We randomly selected around 1000 tweets for the event “India against Corruption” and then worked upon identifying and extracting the names of the relevant entities mentioned in the collected set of tweets. We did not consider re-tweets in our case. After pre-processing and parsing every tweet, we first obtained a list of about 1055 noun phrases along with their frequencies of occurrence in the collected corpus. This was the first preliminary candidate set obtained (from which we had to specifically extract entities of relevance). Since, we focused on identifying the topmost frequent entities of influence that people talk about in the event, we removed all those phrases that had frequency ‘1’. This gave us a list of about 232 noun phrases, which was further reduced by removing some abstract nouns or the nouns that begin with a small letter for more than 80% times it was mentioned in the corpus. This gave us a candidate set of 171 noun phrases. But, this list had to be refined further, as it had few names that were not related to the specified event, as well as different phrases that point to the same entity such as “Anna”, “Hazare”, “Anna Hazare” – all point to the single entity “Anna Hazare”. Similarly, “Janlokpal” and “Janlokpal Bill” are the same.

- [GIVEN DATA]:
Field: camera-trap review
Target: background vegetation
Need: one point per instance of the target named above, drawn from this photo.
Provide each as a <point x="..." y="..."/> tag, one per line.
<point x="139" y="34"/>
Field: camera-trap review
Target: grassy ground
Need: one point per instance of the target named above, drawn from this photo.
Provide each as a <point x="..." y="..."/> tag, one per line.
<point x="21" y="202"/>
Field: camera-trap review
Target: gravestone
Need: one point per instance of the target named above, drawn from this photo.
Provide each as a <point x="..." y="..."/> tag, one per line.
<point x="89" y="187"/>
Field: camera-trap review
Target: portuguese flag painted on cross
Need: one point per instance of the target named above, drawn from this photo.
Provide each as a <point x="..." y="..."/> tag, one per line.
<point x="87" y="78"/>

---

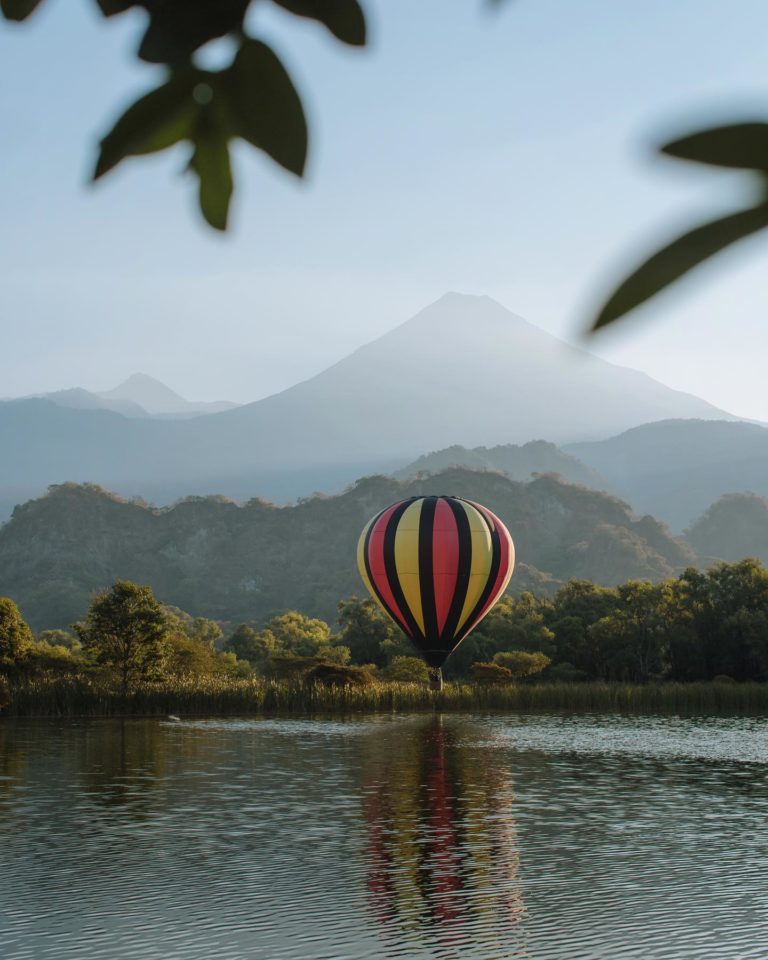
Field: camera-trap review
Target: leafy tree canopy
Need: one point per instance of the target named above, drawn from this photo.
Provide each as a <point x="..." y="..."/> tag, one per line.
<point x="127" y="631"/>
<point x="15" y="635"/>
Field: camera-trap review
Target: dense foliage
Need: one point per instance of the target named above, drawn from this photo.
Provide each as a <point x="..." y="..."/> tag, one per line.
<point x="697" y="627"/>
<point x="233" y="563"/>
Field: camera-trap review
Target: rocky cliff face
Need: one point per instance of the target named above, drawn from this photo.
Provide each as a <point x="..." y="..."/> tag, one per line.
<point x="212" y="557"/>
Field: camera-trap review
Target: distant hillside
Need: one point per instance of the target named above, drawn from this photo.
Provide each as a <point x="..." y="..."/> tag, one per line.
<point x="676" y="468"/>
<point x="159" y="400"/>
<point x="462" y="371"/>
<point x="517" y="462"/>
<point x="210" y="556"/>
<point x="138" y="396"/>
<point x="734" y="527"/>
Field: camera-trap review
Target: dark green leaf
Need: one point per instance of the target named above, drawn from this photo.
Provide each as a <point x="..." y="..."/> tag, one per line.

- [STATED PROBLEM 1]:
In the passage on extracting entities from tweets, how many noun phrases were in the candidate set after abstract nouns and nouns mostly starting with a small letter were removed?
- [STATED PROBLEM 2]:
Pick up the passage on extracting entities from tweets after its final sentence and continue it.
The entries have nothing to do with what follows.

- [WRITTEN ANSWER 1]:
171 noun phrases.

- [WRITTEN ANSWER 2]:
  • We queried DBPedia endpoint with every phrase (also queried by splitting the phrase, if it did not give any results, to obtain the words that may qualify for an entity in a phrase) and obtained a list of 53 entities along with their types, out of which only 23 were relevant.
  • Providing the entire tweet corpus to the Alchemy API gave 32 entities along with their frequencies, type and relevance scores. Out of this 12 were relevant.
  • We obtained 87 entities by comparison of the noun phrases from the Wikipedia-obtained set, out of which 45 were relevant.


We found that comparison of all the initial candidate-elements with the Wikipedia-obtained set assisted in removing most of the irrelevant and out-of-context entities from our candidate lists:

Percentage of irrelevant entities removed by different methods.
Figure 1: Percentage of irrelevant entities removed by different methods.

Based on the primary evaluation of our candidate sets, we obtained the following Precision and Recall [Total number of relevant entities present in the collected corpus = 63] scores for the different approaches used:

Precision and Recall scores for different methods.
Figure 2: Precision, Recall and F-measures for different methods.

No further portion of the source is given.